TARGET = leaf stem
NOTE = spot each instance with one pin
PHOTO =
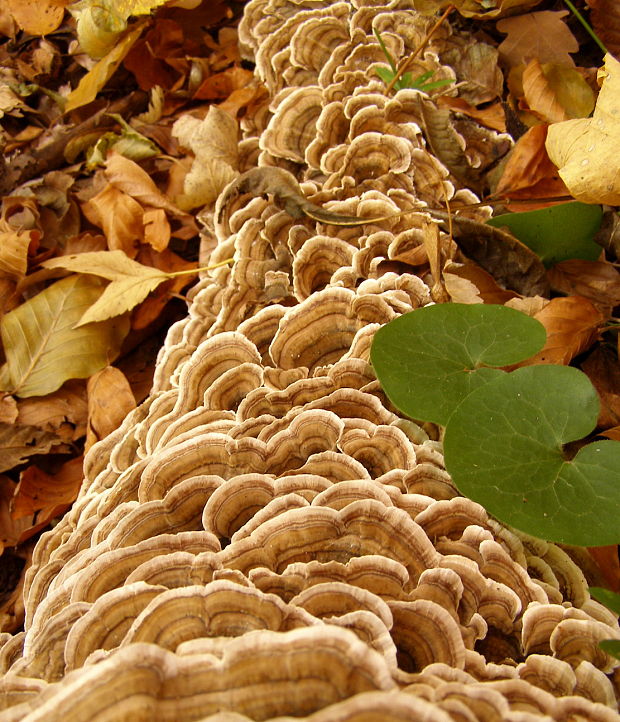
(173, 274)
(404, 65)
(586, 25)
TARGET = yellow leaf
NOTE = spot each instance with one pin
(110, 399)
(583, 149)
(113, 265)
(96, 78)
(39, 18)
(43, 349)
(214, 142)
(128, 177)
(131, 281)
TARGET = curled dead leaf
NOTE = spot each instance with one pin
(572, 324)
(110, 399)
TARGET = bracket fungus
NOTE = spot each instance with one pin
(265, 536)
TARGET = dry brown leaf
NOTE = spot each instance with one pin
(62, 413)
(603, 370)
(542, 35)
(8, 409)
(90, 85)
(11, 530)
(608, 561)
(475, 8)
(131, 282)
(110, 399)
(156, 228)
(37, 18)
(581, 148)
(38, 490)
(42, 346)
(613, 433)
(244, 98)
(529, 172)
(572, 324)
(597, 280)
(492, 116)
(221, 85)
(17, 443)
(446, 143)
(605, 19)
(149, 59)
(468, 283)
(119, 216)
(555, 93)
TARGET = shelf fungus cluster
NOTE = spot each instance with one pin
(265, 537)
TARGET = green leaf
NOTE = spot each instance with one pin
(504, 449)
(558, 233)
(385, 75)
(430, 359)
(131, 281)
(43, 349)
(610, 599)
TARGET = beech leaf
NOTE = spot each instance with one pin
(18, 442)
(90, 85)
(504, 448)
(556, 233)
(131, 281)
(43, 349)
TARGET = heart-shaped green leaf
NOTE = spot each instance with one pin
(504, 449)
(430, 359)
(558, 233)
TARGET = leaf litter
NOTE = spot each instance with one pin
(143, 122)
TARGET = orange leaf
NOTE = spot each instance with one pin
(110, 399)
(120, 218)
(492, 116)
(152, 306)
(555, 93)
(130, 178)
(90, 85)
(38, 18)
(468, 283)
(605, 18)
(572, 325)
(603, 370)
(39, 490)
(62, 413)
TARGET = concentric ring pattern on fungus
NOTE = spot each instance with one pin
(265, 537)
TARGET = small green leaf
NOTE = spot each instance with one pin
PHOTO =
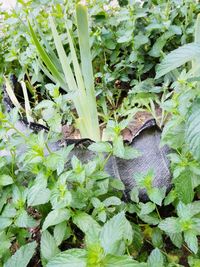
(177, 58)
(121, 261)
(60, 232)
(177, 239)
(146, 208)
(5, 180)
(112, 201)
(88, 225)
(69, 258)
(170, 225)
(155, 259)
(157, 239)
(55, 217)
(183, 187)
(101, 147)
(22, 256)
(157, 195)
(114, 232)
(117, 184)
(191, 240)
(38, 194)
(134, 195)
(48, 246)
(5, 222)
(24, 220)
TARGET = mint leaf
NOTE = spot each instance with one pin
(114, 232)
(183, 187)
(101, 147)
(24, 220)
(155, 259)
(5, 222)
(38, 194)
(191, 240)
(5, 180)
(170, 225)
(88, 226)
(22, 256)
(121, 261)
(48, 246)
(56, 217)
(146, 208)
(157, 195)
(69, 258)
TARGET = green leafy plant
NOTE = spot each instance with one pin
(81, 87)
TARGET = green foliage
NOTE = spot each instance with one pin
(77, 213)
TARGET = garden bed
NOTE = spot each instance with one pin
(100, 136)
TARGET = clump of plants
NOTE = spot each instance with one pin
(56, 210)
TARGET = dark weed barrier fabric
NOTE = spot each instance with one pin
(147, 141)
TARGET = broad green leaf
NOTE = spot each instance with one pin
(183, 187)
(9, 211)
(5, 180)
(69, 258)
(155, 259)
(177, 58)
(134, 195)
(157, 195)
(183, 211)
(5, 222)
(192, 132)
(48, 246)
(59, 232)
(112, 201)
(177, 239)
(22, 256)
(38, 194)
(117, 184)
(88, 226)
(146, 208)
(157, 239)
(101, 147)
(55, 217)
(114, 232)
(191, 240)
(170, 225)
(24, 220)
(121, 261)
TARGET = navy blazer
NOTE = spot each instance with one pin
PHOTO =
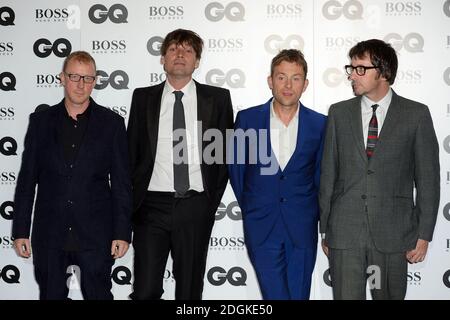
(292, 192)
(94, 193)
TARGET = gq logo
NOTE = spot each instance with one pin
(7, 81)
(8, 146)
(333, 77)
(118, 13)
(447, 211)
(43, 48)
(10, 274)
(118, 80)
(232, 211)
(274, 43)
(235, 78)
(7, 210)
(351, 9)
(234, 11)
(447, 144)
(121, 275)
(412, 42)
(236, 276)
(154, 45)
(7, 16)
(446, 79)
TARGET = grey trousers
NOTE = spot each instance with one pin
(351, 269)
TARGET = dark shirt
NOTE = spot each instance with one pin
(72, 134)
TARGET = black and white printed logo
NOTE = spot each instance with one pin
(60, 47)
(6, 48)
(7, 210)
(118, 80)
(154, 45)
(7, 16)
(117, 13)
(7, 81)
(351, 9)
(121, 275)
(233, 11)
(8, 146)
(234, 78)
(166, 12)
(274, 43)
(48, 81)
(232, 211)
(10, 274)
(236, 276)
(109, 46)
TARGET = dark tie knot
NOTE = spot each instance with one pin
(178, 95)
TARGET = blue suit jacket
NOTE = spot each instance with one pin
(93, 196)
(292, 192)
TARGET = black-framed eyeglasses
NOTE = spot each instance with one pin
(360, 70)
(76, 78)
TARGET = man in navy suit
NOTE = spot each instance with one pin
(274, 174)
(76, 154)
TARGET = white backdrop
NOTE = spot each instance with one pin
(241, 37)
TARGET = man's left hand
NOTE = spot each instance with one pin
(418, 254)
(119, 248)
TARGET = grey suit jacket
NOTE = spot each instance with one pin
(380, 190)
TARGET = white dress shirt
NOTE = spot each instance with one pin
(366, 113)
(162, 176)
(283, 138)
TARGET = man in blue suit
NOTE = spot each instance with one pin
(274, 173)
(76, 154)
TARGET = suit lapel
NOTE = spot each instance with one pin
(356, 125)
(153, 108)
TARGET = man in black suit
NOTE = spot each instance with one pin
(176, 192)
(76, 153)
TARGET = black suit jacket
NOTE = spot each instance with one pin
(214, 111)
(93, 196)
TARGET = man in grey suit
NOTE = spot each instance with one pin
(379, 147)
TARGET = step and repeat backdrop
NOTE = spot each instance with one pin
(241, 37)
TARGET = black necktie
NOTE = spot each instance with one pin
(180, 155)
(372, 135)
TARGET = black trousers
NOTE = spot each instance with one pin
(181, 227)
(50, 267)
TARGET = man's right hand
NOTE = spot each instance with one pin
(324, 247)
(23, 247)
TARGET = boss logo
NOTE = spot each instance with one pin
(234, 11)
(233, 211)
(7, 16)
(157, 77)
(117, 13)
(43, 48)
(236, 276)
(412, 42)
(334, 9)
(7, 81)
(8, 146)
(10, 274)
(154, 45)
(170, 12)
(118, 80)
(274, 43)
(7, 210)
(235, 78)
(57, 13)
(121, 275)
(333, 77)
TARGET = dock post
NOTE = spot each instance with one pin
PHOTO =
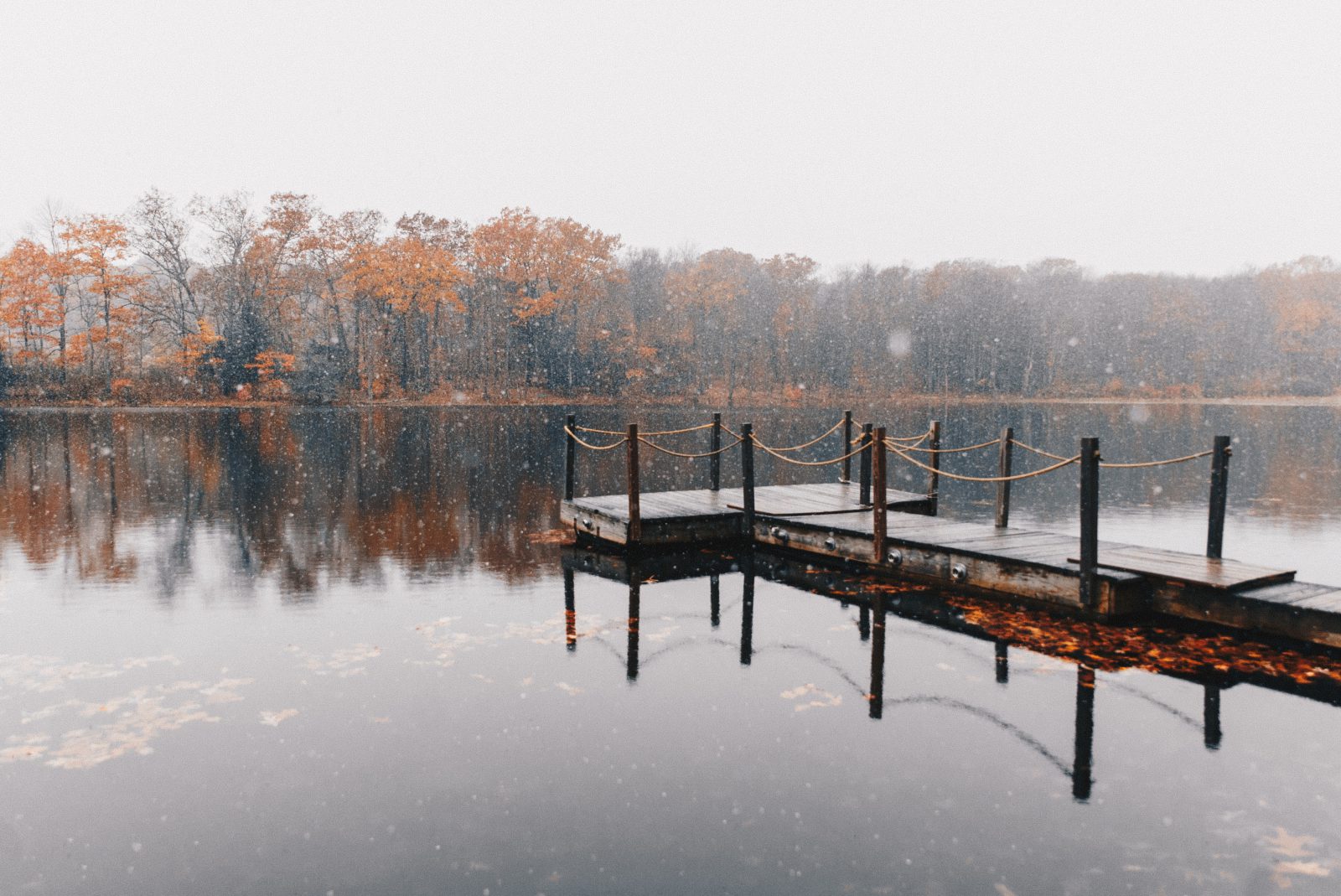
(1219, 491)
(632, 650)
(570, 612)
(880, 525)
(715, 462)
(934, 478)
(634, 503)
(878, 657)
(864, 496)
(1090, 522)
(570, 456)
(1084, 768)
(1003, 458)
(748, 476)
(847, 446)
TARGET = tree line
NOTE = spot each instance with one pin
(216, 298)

+ + + + +

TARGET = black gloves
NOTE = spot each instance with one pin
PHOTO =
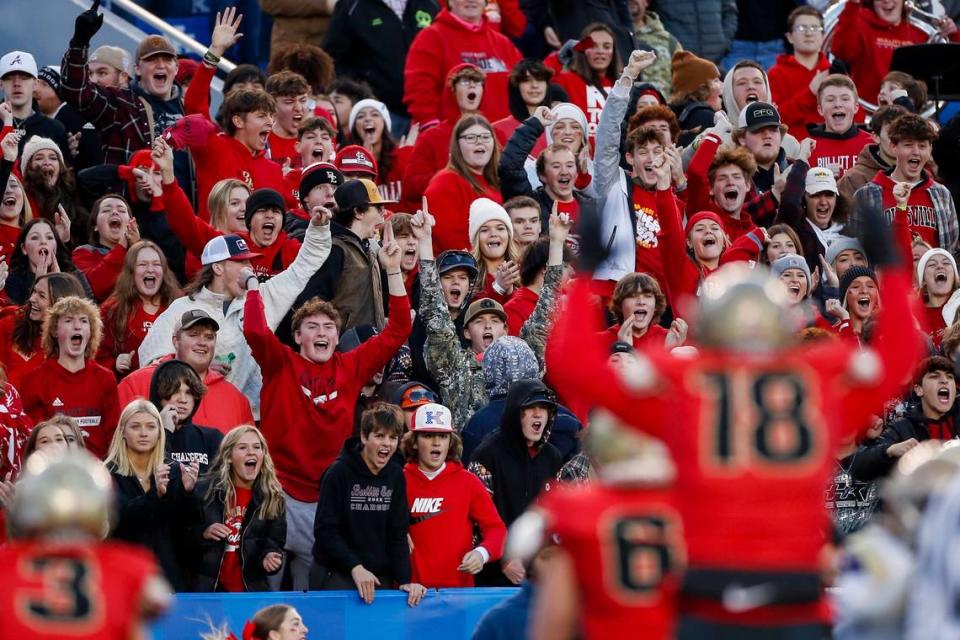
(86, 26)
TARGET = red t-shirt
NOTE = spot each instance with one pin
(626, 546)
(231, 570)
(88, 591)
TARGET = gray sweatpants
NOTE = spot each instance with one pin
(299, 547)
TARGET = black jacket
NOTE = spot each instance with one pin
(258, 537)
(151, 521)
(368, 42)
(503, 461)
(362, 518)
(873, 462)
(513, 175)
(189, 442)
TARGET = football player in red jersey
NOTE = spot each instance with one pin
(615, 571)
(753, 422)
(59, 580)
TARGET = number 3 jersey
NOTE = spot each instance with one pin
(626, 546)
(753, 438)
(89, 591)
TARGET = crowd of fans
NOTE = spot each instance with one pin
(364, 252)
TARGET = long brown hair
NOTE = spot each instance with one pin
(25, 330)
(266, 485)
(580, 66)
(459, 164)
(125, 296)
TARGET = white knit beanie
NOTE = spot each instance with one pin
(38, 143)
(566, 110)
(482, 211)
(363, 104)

+ + + + +

**EXERCISE GOAL**
Tally the lines in the data above that contain the string "brown", and reply with only that number.

**EXERCISE SOLUTION**
2